_ABOUT THIS EXERCISE_
Pull every line that holds the word "floor" from the entries.

_THE DATA_
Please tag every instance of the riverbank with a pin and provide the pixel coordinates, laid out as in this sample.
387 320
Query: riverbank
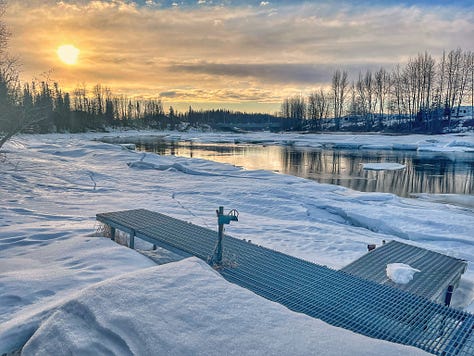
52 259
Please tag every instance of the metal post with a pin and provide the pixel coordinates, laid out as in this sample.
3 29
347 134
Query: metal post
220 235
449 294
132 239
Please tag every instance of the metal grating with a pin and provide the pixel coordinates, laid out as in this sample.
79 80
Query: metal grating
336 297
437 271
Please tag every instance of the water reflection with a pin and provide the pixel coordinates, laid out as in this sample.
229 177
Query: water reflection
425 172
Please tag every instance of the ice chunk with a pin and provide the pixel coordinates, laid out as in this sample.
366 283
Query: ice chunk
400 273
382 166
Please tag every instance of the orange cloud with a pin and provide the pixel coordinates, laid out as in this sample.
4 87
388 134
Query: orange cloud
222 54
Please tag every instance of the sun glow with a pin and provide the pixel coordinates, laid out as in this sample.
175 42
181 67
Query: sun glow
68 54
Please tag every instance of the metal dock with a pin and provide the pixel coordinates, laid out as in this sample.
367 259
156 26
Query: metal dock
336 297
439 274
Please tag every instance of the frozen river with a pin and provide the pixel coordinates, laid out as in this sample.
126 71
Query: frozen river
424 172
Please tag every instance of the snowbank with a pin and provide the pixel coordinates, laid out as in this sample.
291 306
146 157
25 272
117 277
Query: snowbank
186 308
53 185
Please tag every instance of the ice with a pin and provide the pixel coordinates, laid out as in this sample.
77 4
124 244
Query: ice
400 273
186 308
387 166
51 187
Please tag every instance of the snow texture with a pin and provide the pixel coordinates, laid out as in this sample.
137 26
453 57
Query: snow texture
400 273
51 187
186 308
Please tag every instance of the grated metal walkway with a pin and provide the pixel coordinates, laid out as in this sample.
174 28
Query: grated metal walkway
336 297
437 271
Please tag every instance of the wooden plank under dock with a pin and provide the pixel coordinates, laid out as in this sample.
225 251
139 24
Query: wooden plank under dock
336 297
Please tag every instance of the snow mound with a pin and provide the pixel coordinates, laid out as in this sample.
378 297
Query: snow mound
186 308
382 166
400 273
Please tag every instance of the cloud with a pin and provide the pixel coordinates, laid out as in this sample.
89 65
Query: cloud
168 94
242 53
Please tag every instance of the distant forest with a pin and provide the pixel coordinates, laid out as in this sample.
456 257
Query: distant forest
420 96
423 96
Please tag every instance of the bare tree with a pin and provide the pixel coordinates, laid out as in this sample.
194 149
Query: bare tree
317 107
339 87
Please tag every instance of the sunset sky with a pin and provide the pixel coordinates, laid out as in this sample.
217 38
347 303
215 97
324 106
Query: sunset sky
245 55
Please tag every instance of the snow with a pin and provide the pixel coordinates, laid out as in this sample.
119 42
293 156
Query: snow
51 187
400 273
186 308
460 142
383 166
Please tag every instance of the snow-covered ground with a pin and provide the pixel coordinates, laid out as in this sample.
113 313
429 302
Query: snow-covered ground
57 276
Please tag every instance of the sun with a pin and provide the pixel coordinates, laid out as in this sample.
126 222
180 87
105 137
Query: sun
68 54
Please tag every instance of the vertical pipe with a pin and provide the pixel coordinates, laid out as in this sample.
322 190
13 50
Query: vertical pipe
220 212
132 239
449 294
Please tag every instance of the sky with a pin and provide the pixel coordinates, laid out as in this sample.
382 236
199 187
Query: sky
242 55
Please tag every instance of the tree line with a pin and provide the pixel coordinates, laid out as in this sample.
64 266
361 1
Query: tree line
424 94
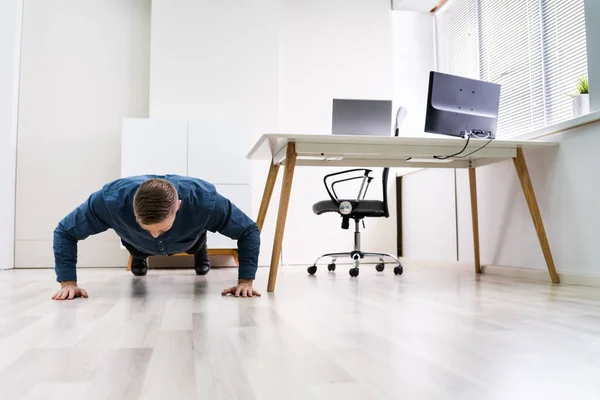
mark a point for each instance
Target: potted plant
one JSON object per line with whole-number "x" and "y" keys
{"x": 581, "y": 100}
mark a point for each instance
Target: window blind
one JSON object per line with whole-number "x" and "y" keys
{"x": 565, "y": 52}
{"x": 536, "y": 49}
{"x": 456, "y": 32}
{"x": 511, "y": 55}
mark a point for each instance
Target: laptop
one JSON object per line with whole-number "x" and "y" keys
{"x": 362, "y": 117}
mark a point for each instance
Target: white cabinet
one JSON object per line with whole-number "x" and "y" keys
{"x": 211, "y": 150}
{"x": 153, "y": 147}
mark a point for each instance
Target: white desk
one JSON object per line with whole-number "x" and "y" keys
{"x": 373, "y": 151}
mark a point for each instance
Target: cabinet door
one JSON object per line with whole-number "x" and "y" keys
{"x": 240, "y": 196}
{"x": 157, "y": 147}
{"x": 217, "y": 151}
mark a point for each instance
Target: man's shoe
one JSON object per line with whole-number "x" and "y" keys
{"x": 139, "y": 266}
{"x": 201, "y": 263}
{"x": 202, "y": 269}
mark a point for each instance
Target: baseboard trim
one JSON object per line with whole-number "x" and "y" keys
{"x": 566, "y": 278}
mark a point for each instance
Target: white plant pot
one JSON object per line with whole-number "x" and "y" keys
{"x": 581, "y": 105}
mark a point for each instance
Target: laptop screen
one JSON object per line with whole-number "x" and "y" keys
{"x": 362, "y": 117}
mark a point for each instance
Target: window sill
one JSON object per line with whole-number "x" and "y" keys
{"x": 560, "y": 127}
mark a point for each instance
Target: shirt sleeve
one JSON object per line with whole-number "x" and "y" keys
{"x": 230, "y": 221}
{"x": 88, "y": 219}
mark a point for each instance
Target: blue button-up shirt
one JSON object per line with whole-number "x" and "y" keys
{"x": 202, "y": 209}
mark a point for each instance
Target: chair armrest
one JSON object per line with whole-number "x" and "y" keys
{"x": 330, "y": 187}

...

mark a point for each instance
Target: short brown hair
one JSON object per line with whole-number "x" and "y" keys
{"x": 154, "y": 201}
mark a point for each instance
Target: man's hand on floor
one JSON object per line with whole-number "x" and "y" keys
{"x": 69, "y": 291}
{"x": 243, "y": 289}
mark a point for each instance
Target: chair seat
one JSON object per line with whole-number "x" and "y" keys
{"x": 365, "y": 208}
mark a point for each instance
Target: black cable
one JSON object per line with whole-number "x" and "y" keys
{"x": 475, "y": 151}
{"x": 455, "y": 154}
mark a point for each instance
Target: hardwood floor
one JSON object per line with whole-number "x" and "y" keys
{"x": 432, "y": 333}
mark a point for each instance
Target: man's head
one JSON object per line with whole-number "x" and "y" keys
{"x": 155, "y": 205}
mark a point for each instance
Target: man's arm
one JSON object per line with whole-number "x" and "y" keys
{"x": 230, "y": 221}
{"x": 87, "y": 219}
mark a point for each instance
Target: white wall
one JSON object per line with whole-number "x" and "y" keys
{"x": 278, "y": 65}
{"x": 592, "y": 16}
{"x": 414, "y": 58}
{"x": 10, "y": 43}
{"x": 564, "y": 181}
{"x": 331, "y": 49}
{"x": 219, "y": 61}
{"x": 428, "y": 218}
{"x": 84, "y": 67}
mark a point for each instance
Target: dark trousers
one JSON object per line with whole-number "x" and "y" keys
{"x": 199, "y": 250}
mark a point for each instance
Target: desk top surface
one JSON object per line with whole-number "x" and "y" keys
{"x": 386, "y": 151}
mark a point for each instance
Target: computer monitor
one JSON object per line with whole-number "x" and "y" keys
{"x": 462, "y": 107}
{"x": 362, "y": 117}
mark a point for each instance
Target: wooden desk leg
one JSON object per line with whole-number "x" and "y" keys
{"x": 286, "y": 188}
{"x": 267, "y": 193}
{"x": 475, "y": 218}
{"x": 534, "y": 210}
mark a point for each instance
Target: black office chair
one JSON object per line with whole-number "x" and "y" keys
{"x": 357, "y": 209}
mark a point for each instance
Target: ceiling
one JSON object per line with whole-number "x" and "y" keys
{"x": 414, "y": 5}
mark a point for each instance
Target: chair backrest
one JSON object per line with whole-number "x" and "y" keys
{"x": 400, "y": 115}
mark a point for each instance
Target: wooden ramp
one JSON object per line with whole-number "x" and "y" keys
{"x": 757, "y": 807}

_RESULT OF THIS EXERCISE_
Target: man's hand on floor
Target: hardwood floor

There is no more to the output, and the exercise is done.